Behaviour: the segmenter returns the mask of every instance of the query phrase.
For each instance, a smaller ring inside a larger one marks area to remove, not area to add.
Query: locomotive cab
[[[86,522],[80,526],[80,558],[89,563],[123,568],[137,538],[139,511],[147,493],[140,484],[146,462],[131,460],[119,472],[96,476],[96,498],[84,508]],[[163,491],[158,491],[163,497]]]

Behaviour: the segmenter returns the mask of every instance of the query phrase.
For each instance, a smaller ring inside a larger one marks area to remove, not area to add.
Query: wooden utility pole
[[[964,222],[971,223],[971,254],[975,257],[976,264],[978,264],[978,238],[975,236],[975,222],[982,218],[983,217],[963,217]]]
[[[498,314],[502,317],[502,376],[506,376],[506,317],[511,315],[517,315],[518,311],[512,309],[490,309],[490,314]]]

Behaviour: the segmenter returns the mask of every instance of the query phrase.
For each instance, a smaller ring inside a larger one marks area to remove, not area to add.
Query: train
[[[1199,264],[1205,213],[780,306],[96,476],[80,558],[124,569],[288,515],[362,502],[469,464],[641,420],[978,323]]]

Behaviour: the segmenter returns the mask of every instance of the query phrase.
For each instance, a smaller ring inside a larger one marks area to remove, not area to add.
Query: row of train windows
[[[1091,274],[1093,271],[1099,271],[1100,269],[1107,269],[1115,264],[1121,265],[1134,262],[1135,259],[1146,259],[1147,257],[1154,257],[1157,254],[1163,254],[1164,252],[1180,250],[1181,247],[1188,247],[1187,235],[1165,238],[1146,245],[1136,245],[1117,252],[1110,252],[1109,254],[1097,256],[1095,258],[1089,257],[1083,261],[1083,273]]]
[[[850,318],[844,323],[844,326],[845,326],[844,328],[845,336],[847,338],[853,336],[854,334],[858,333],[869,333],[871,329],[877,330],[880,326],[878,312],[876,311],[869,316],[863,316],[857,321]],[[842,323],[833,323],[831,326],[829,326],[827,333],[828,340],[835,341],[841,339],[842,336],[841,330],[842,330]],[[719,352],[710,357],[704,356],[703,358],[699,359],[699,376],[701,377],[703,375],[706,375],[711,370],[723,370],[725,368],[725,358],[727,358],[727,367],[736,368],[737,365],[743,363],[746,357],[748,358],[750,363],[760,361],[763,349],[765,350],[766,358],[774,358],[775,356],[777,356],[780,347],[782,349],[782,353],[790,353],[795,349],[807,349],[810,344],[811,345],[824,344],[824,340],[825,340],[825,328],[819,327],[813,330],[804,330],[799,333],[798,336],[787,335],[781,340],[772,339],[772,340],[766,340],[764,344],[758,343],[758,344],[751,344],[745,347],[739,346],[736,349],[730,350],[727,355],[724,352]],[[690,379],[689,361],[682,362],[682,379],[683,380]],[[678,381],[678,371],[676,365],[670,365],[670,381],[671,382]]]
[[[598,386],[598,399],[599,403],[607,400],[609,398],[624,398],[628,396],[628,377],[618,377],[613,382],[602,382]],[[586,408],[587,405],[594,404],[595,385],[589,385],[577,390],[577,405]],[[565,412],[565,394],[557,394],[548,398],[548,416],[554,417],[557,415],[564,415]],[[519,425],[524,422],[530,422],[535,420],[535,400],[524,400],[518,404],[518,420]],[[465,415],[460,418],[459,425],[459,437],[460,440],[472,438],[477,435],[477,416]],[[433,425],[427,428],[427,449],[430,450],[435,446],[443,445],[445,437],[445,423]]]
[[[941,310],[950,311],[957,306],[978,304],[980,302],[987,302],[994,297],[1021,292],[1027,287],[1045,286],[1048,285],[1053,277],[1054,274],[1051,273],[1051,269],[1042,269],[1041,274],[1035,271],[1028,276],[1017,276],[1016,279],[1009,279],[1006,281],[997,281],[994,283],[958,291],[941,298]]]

→ **Prompt**: Repeat the listing above without any change.

→ **Correct response**:
Behaviour: the segmenter returns the mask of every instance of the query phrase.
For each instance, a smaller ring inside a larger one marks area to remove, not area to add.
Query: locomotive cab
[[[86,522],[80,526],[80,558],[89,563],[123,568],[137,538],[139,511],[147,493],[140,484],[146,462],[131,460],[119,472],[96,476],[96,498],[84,508]],[[163,491],[158,491],[163,497]]]

Behaviour: the segmenter returns the mask of every instance of the query phrase.
For each instance, a smaller ring inside a larger one marks area to remove, not area to add.
Query: wooden utility pole
[[[964,222],[971,223],[971,254],[975,257],[976,264],[978,264],[978,238],[975,236],[975,222],[982,218],[983,217],[963,217]]]
[[[498,314],[502,317],[502,376],[506,376],[506,317],[511,315],[517,315],[518,311],[512,309],[490,309],[490,314]]]

Behaviour: the segmenter returns the mask of every instance of the query phrase.
For each instance, a smaller ring inside a larger one marks area to remove, not area to add.
Query: train
[[[1199,264],[1205,213],[780,306],[96,476],[80,558],[124,569],[288,515],[362,502],[469,464],[641,420],[978,323]]]

Behaviour: the segmenter returns the mask of every instance of the query phrase.
For each instance, a smaller ring inside a larger one marks area to remove, not area to add.
Query: row of train windows
[[[1091,274],[1093,271],[1099,271],[1100,269],[1107,269],[1115,264],[1121,265],[1134,262],[1135,259],[1146,259],[1147,257],[1154,257],[1157,254],[1163,254],[1164,252],[1180,250],[1181,247],[1188,247],[1187,235],[1165,238],[1146,245],[1136,245],[1117,252],[1110,252],[1109,254],[1097,256],[1095,258],[1089,257],[1083,261],[1083,273]]]
[[[850,318],[844,323],[844,326],[845,326],[844,328],[845,336],[847,338],[853,336],[854,334],[858,333],[869,333],[871,329],[877,330],[880,326],[878,312],[876,311],[869,316],[863,316],[857,321]],[[842,323],[833,323],[831,326],[829,326],[827,333],[828,340],[835,341],[841,339],[842,336],[841,330],[842,330]],[[719,352],[710,357],[704,356],[703,358],[699,359],[699,376],[701,377],[703,375],[706,375],[711,370],[723,370],[725,368],[725,358],[727,358],[727,367],[736,368],[737,365],[743,363],[746,357],[748,358],[750,363],[760,361],[763,349],[765,350],[766,358],[774,358],[775,356],[777,356],[780,347],[782,349],[782,353],[790,353],[795,349],[807,349],[810,344],[811,345],[824,344],[824,340],[825,340],[825,328],[819,327],[813,330],[804,330],[799,333],[798,336],[787,335],[781,340],[772,339],[772,340],[766,340],[764,344],[758,343],[758,344],[751,344],[745,347],[739,346],[736,349],[730,350],[727,355],[724,352]],[[690,379],[689,361],[682,362],[682,379],[683,380]],[[678,381],[678,371],[676,365],[670,365],[670,381],[671,382]]]
[[[598,386],[598,399],[599,403],[607,400],[609,398],[624,398],[628,396],[628,377],[618,377],[613,382],[602,382]],[[586,408],[587,405],[594,404],[595,385],[589,385],[577,390],[577,405]],[[565,412],[565,394],[557,394],[548,398],[548,416],[554,417],[557,415],[564,415]],[[519,425],[524,422],[530,422],[535,420],[535,400],[524,400],[518,404],[518,420]],[[465,415],[460,418],[459,425],[459,437],[460,440],[472,438],[477,435],[477,416]],[[433,425],[427,428],[427,449],[430,450],[435,446],[443,445],[445,437],[445,423]]]
[[[941,310],[950,311],[957,306],[978,304],[980,302],[987,302],[994,297],[1021,292],[1027,287],[1045,286],[1048,285],[1053,277],[1054,274],[1051,273],[1051,269],[1042,269],[1041,274],[1035,271],[1028,276],[1017,276],[1016,279],[1009,279],[1006,281],[997,281],[994,283],[958,291],[941,298]]]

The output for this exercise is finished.